## [YOUR INSTRUCTIONS]
Format the lines below, from the line with "of the green" to the line with "Target: rocky outcrop", both included, as a JSON list of strings with one string per line and no blank lines. Include only those lines and omit the pictures.

++++ SUPPLIED RECORDS

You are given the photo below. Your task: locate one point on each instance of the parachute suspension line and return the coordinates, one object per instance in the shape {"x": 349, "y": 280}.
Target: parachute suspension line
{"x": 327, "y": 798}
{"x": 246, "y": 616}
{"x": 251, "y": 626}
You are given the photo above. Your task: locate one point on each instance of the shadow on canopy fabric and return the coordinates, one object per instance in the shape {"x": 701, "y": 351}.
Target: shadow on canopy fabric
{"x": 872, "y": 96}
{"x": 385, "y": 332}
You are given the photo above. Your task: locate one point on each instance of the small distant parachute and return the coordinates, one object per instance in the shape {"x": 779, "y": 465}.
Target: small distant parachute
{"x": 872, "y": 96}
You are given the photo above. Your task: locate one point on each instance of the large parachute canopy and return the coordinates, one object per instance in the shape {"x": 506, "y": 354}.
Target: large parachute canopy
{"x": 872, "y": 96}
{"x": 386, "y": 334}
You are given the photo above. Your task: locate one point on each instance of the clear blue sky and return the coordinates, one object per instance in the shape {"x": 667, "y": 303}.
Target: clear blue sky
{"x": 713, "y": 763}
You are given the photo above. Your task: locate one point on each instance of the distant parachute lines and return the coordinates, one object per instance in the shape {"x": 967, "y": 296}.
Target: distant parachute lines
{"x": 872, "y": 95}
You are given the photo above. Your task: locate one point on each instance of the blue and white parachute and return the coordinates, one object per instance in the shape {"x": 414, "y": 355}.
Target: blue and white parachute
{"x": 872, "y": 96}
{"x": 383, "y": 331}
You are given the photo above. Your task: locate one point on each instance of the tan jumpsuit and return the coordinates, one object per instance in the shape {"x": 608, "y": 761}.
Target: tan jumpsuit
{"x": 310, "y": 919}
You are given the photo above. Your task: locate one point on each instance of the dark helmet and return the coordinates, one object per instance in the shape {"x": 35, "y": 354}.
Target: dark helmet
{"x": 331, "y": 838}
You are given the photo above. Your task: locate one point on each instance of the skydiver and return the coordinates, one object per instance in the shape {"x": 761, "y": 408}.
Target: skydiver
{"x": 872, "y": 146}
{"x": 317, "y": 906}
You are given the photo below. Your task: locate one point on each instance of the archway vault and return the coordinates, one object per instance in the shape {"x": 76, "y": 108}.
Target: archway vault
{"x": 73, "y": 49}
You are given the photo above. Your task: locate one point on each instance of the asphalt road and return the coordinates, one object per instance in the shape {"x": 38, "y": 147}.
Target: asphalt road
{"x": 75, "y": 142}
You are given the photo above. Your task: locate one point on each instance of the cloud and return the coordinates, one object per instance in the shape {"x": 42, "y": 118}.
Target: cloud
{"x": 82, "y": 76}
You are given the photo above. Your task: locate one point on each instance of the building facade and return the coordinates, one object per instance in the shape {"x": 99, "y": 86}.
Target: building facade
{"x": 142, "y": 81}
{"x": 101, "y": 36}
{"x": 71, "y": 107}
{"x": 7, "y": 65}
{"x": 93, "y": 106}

++++++++
++++ SUPPLIED RECORDS

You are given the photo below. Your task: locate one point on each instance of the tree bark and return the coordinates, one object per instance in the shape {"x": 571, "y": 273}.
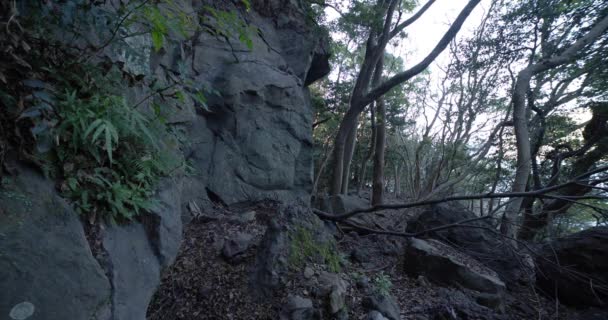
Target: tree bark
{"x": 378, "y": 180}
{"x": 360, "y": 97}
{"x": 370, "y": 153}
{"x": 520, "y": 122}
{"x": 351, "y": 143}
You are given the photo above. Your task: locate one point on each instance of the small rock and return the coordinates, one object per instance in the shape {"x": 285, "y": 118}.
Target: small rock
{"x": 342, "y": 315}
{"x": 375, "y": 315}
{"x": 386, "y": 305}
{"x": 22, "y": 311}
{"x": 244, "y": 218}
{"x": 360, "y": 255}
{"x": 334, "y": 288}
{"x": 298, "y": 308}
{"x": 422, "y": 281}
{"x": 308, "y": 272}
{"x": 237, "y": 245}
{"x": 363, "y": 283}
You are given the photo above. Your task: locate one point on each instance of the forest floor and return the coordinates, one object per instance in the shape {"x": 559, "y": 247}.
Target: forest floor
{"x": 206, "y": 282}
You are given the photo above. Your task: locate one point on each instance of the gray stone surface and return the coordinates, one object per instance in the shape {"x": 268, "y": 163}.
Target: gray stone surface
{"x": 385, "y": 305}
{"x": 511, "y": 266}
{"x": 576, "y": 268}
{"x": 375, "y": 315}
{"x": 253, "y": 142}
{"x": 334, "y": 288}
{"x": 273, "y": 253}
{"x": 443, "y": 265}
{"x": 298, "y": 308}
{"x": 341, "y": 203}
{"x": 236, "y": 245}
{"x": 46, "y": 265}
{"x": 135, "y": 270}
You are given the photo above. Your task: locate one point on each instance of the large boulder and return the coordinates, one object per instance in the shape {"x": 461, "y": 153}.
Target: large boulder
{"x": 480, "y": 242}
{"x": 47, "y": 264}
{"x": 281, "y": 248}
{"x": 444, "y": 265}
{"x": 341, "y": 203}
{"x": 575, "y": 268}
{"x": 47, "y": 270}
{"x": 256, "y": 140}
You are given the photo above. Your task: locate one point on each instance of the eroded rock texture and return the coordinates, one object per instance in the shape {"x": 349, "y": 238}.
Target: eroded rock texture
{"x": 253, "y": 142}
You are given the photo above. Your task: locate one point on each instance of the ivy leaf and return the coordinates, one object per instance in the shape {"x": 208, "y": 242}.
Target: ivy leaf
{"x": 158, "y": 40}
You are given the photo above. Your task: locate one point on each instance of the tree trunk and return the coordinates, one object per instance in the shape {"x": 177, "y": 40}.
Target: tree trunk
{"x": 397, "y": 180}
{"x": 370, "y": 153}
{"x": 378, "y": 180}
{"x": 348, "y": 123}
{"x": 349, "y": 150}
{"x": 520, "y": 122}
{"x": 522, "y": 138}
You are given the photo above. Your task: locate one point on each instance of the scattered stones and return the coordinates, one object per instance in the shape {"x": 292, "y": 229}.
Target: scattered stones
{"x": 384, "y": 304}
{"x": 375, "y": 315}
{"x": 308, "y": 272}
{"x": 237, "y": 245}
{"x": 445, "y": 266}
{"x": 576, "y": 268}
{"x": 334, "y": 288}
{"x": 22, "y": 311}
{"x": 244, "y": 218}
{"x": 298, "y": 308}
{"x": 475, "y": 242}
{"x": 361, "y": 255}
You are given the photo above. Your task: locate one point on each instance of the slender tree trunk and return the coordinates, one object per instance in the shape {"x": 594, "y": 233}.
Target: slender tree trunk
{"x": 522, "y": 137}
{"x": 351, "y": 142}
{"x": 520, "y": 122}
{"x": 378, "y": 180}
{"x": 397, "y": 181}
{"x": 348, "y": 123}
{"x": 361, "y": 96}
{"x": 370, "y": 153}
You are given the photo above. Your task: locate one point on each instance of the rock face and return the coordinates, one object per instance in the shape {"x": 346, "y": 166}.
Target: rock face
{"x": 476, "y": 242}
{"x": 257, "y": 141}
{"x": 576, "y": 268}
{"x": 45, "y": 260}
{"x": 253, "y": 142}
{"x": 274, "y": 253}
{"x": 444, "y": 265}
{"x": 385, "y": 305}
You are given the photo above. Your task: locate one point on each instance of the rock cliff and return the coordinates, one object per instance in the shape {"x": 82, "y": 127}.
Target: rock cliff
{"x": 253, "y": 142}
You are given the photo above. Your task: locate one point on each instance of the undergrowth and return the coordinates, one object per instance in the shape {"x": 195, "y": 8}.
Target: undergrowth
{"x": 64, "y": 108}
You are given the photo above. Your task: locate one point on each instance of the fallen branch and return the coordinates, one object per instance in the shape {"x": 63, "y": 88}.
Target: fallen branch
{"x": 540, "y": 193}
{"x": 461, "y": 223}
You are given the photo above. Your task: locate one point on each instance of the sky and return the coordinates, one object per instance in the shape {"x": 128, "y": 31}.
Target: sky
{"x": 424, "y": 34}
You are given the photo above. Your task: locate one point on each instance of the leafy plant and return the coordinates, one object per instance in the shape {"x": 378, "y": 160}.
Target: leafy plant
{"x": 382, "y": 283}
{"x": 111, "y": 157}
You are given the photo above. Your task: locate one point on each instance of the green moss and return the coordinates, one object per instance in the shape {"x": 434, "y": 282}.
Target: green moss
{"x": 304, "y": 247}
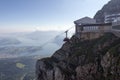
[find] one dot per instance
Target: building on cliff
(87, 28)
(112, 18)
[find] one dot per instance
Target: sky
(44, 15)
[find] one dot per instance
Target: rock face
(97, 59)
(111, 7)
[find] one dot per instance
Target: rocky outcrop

++++++++

## [EXPECTED OUTPUT]
[
  "You are given the photo above. Your task: locate one point on each instance of the green moss and return the coordinates, one object per instance in the shape {\"x\": 434, \"y\": 282}.",
  "Target: green moss",
  "{\"x\": 304, \"y\": 247}",
  "[find] one dot per instance",
  "Target: building on cliff",
  "(87, 28)",
  "(112, 18)",
  "[find] one dot per instance",
  "Target: sky",
  "(44, 15)",
  "[find] one dot per instance",
  "Target: rock face",
  "(97, 59)",
  "(111, 7)",
  "[find] one dot per instance",
  "Target: rocky outcrop"
]